(Requirement) Scan the entries that follow and work out how many lines contain "wiper". Give the number and nothing else.

(Entries supplied)
===============
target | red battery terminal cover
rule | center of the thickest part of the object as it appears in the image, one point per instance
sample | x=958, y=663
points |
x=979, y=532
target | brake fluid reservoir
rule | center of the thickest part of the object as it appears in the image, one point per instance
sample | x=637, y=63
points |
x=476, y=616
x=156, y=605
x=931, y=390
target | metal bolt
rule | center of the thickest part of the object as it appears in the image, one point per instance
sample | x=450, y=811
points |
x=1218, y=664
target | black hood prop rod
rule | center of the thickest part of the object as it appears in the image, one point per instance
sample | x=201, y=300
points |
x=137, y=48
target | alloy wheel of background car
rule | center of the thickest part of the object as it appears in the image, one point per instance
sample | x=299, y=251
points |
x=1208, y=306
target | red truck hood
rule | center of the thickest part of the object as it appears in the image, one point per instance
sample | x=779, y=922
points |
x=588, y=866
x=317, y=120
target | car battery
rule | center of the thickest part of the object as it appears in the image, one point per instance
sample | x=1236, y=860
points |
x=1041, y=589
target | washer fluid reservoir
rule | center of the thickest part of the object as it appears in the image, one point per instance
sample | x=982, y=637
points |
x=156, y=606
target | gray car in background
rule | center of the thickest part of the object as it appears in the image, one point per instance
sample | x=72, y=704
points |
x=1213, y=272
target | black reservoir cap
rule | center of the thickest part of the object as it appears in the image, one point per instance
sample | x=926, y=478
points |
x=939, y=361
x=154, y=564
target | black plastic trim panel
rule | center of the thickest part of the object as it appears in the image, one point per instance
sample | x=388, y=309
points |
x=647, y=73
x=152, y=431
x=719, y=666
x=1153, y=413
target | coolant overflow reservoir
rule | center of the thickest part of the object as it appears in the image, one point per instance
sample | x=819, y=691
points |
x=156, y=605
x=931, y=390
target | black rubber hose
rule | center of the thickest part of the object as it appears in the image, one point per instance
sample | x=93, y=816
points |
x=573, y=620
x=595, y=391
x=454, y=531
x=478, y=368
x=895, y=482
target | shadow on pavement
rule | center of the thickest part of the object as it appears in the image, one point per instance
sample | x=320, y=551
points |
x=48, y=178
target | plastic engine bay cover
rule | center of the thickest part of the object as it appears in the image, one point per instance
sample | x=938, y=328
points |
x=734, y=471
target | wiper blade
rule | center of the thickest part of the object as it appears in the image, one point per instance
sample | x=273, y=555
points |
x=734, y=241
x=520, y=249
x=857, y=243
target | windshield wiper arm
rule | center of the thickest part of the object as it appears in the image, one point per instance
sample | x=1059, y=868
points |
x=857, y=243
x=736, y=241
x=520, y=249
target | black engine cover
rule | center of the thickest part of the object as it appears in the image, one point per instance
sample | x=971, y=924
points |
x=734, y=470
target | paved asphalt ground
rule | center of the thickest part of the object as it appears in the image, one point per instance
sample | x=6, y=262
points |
===============
(Answer space) 2